**What to work on:**
An exact copy of the records below is required, and it must contain no pictures.

[Free-text object descriptions]

==*==

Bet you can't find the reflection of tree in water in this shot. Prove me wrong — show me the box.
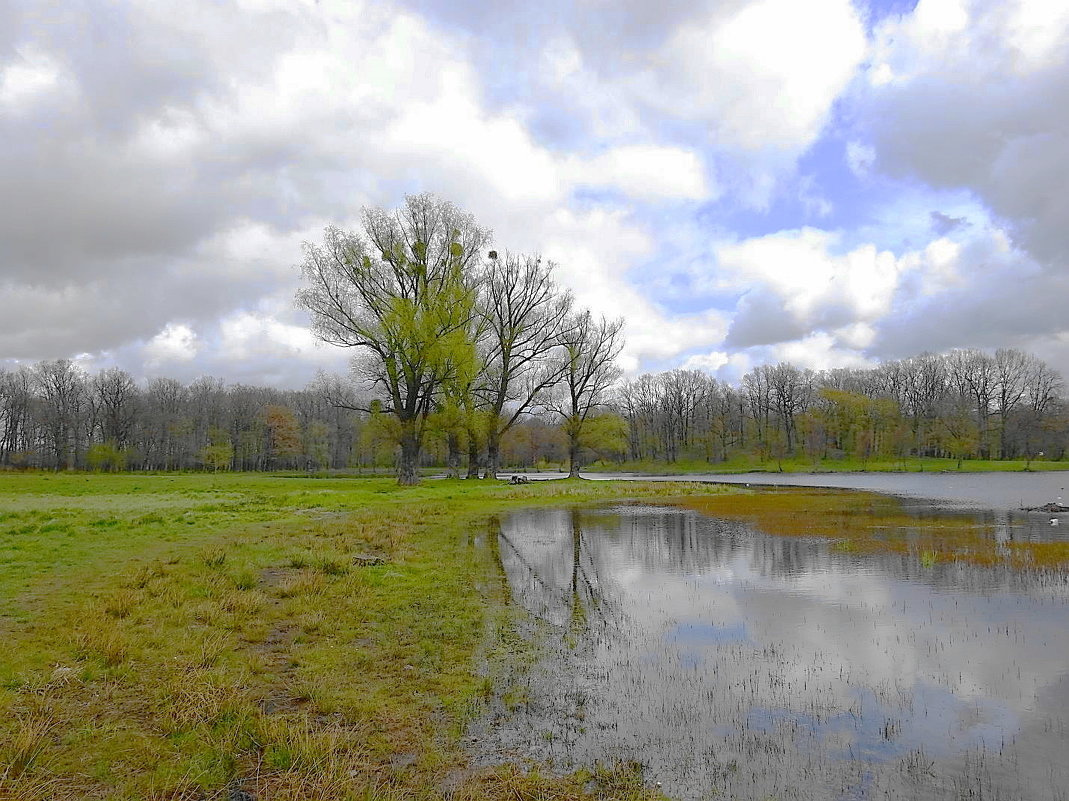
[585,505,753,576]
[495,508,618,640]
[503,504,1069,607]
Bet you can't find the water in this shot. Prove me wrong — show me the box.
[470,495,1069,800]
[508,470,1069,512]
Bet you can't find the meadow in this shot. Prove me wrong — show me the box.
[0,472,725,801]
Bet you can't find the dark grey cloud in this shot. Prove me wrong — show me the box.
[0,251,294,360]
[929,211,968,236]
[724,291,812,349]
[873,270,1069,358]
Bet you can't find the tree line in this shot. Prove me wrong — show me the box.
[0,363,355,472]
[2,347,1066,475]
[619,348,1067,467]
[0,358,592,472]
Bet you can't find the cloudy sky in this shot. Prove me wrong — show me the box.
[2,0,1067,387]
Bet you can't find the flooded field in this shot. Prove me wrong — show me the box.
[548,470,1069,512]
[469,490,1069,800]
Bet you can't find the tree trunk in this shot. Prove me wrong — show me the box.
[445,432,461,479]
[484,437,500,480]
[568,438,581,479]
[466,438,481,479]
[398,421,421,486]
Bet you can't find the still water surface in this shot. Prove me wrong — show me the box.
[473,498,1069,800]
[578,470,1069,511]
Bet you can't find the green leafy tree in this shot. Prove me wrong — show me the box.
[296,194,489,485]
[938,414,980,469]
[358,405,400,470]
[200,427,234,472]
[87,441,126,472]
[575,413,628,462]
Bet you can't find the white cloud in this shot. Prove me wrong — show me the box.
[900,236,963,296]
[690,215,1062,373]
[870,0,1069,81]
[679,350,755,383]
[569,145,711,201]
[1004,1,1069,71]
[644,0,867,152]
[769,332,875,371]
[0,46,63,107]
[680,351,730,374]
[145,323,200,366]
[218,311,320,361]
[714,228,902,344]
[0,0,728,383]
[6,0,1069,386]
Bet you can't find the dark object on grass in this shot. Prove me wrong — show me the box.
[228,785,255,801]
[353,553,386,566]
[509,475,530,485]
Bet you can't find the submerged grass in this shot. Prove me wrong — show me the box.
[680,487,1069,568]
[0,472,718,800]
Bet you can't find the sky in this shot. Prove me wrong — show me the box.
[1,0,1067,388]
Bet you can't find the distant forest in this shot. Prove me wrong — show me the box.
[1,347,1065,472]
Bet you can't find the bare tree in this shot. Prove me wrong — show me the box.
[743,365,773,446]
[550,311,624,478]
[1017,356,1065,461]
[0,368,33,466]
[947,349,997,458]
[993,348,1033,458]
[476,252,573,479]
[296,194,490,485]
[900,352,947,454]
[141,377,188,470]
[92,368,139,450]
[766,362,813,453]
[33,360,88,470]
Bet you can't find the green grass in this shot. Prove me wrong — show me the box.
[0,472,717,800]
[585,455,1069,475]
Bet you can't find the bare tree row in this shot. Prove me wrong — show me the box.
[617,348,1067,465]
[0,362,365,471]
[4,346,1064,474]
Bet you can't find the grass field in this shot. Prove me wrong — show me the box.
[584,455,1069,475]
[0,472,728,801]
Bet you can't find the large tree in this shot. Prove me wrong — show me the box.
[476,251,573,479]
[296,194,489,484]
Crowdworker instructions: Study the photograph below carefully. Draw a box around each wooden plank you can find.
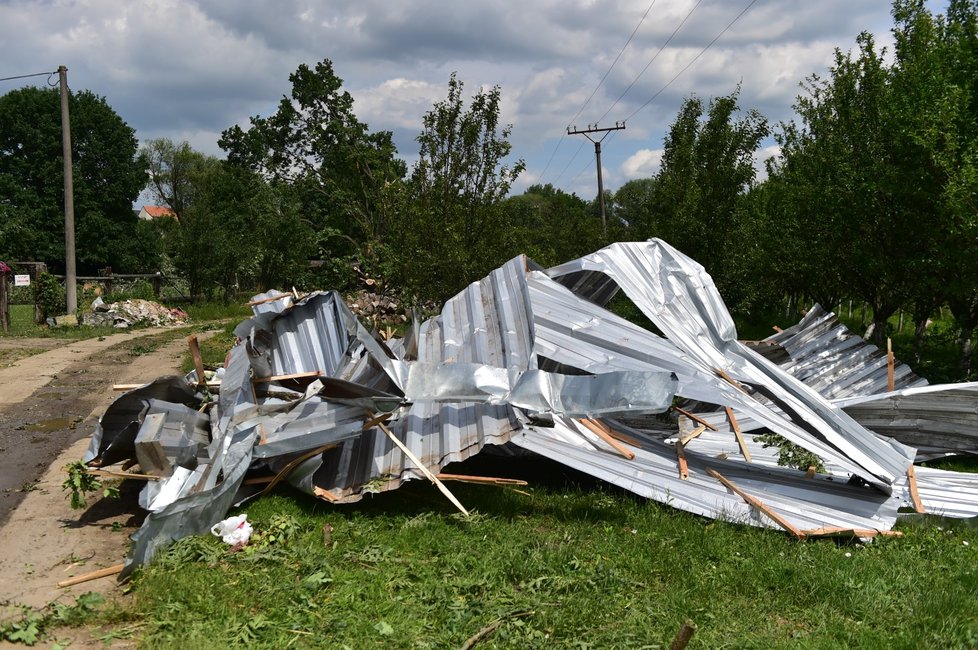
[247,293,291,307]
[84,468,159,481]
[57,563,125,588]
[113,381,221,391]
[714,368,751,395]
[671,406,718,431]
[706,468,806,539]
[887,338,895,392]
[252,370,322,384]
[187,335,206,388]
[578,419,636,460]
[372,416,469,516]
[678,425,707,446]
[724,407,752,463]
[675,442,689,480]
[907,465,925,514]
[801,527,903,539]
[436,474,529,486]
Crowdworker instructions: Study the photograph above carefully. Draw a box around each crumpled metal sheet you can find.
[91,238,978,572]
[765,305,927,400]
[546,240,916,492]
[510,416,901,534]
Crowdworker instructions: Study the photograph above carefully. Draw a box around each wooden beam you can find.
[84,468,159,481]
[907,465,925,514]
[187,335,206,388]
[887,338,895,392]
[372,416,469,517]
[724,407,752,463]
[678,425,707,446]
[669,620,697,650]
[246,293,291,307]
[801,527,903,539]
[714,368,751,395]
[706,468,805,539]
[57,563,125,588]
[436,474,529,486]
[671,406,718,432]
[252,370,322,384]
[578,419,636,460]
[675,442,689,480]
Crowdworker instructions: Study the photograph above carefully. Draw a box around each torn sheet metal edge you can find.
[510,416,900,533]
[545,240,915,490]
[764,304,927,399]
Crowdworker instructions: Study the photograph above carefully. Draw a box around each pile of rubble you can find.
[84,239,978,577]
[80,297,189,328]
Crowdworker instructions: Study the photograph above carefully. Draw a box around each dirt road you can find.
[0,328,217,642]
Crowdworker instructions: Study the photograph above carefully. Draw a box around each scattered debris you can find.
[79,297,189,328]
[80,239,978,576]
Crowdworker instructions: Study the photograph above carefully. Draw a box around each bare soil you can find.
[0,328,218,648]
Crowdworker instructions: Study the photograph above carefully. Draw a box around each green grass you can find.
[70,469,974,649]
[183,300,253,323]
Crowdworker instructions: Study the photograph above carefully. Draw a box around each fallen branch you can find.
[461,610,535,650]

==*==

**Solution:**
Bet you can't find the reflection of tree in water in this shot. Prove me wrong — show me the box.
[585,505,753,576]
[495,508,618,640]
[503,504,1069,607]
Bet you can't find the water in this shot. Prove me wrong — show me the box.
[470,495,1069,800]
[508,470,1069,512]
Bet you can't find the meadow in this shot. Prove me wrong — show me the box.
[0,472,725,801]
Bet you can't find the dark grey cloud in this shot. Prove me wrong — show me the box.
[0,251,294,360]
[929,211,968,236]
[724,291,812,349]
[873,270,1069,358]
Bet you can't find the tree line in this shot. Prove me wrong — show me the box.
[0,363,355,472]
[2,347,1066,475]
[619,348,1067,467]
[0,358,592,472]
Bet you can't find the cloudy sky in this shot. Prove me wrong — show me the box.
[2,0,1067,387]
Bet you can't find the flooded field in this shot. Prove me wrong — show me the box.
[548,470,1069,512]
[469,490,1069,800]
Bet you can't find the tree trunk in this shot. Prove me wrong — show me the box.
[445,432,461,479]
[484,437,500,480]
[568,438,581,479]
[466,438,481,479]
[398,421,421,486]
Bet you can't find the still water surface in this shot. Prove me wrong — show me the box.
[473,498,1069,800]
[578,470,1069,511]
Bet you can't find the green leafy tree in this shot. Prove me wrong — show me the box.
[296,194,489,485]
[938,414,980,469]
[358,405,400,470]
[200,427,234,472]
[87,441,126,472]
[575,413,628,462]
Bet you can't find the white cloud in this shot. Prove me wrong — show me the box.
[900,236,963,296]
[690,215,1062,373]
[870,0,1069,81]
[679,350,755,383]
[569,145,711,201]
[1004,1,1069,71]
[644,0,867,152]
[769,332,875,371]
[0,46,63,107]
[680,351,730,374]
[145,323,200,366]
[218,311,320,361]
[714,228,902,344]
[0,0,728,383]
[6,0,1069,386]
Bet you can't find the dark object on grass in this shot. Prove me wrong — show me the box.
[228,785,255,801]
[353,553,386,566]
[509,475,530,485]
Bet you can't find the submerged grass in this shot. Prove me wrong — show me the box.
[680,487,1069,568]
[0,472,718,800]
Bet you can't find the sky in this shot. Prove me wrong — show me the box.
[1,0,1067,388]
Bet you can't find the distant forest in this shot. Prove me wrong — show me the box.
[1,347,1065,472]
Bet you can't find the bare tree in this shot. Prove me wrong — show me the box.
[743,365,773,446]
[550,311,624,478]
[1017,356,1065,461]
[0,368,33,466]
[947,349,997,458]
[993,348,1033,458]
[476,252,573,479]
[296,194,490,485]
[900,352,947,454]
[141,377,188,470]
[92,368,139,450]
[766,362,813,453]
[33,360,88,470]
Bet you can't find the green grass in this shot. Prove me wrong — show me the box.
[0,472,717,800]
[585,455,1069,475]
Bet you can't find the bare tree row in this shot. Prove me wrong — show me the box.
[617,348,1067,465]
[0,362,365,471]
[4,346,1064,474]
Bet you can't find the grass field in this shot. Prove me wrong — show me the box.
[584,455,1069,475]
[0,472,728,801]
Bet you can't find the large tree in this shot. Prove me wrong — show me the box.
[476,251,573,479]
[296,194,489,484]
Crowdworker instructions: Study the photograph below carefully. Draw a box around each wooden plank you can find.
[247,293,291,307]
[84,468,159,481]
[57,563,125,588]
[113,381,221,391]
[714,368,751,395]
[671,406,718,431]
[706,468,806,539]
[887,338,895,392]
[252,370,322,384]
[187,335,206,388]
[578,419,636,460]
[372,416,469,516]
[678,425,707,446]
[724,407,752,463]
[675,442,689,480]
[907,465,925,514]
[801,527,903,539]
[436,474,529,486]
Crowdworker instructions: Study the photograph above carefully. Draw a box around each crumpled metal sheet you can find.
[91,238,978,572]
[765,305,927,400]
[546,240,916,492]
[510,416,901,534]
Crowdworker instructions: Study the photograph above carefully. Draw a box around each wooden beam you can find.
[84,468,159,481]
[907,465,925,514]
[187,335,206,388]
[887,338,895,392]
[372,416,469,517]
[724,407,752,463]
[678,425,707,446]
[669,620,697,650]
[246,293,291,307]
[801,527,903,539]
[714,368,751,395]
[706,468,805,539]
[57,563,125,588]
[436,474,529,486]
[671,406,718,432]
[252,370,322,384]
[578,419,636,460]
[675,442,689,480]
Crowdworker instructions: Study the photograph above carefully. Draw a box around each torn sheet metal edge you can find.
[510,416,900,533]
[545,240,915,490]
[764,304,927,399]
Crowdworker instructions: Study the photograph above carefully. Draw a box around each pile of rubble you can find.
[84,239,978,577]
[80,297,189,328]
Crowdworker instructions: Study the photograph above carefully. Draw a box around each dirt road you can find.
[0,328,217,642]
Crowdworker instructions: Study the photograph above carefully. Draw a box around each scattered debris you can find.
[79,297,189,328]
[80,239,978,576]
Crowdworker instructions: Study the photograph above carefully. Draw a box around each bare soil you can find.
[0,328,218,648]
Crowdworker instructions: Study the photograph above carefully. Draw a box around each green grass you can find.
[70,469,974,649]
[183,300,253,323]
Crowdworker instructions: Study the photograph above carefully. Draw a box around each fallen branch you can find.
[461,610,535,650]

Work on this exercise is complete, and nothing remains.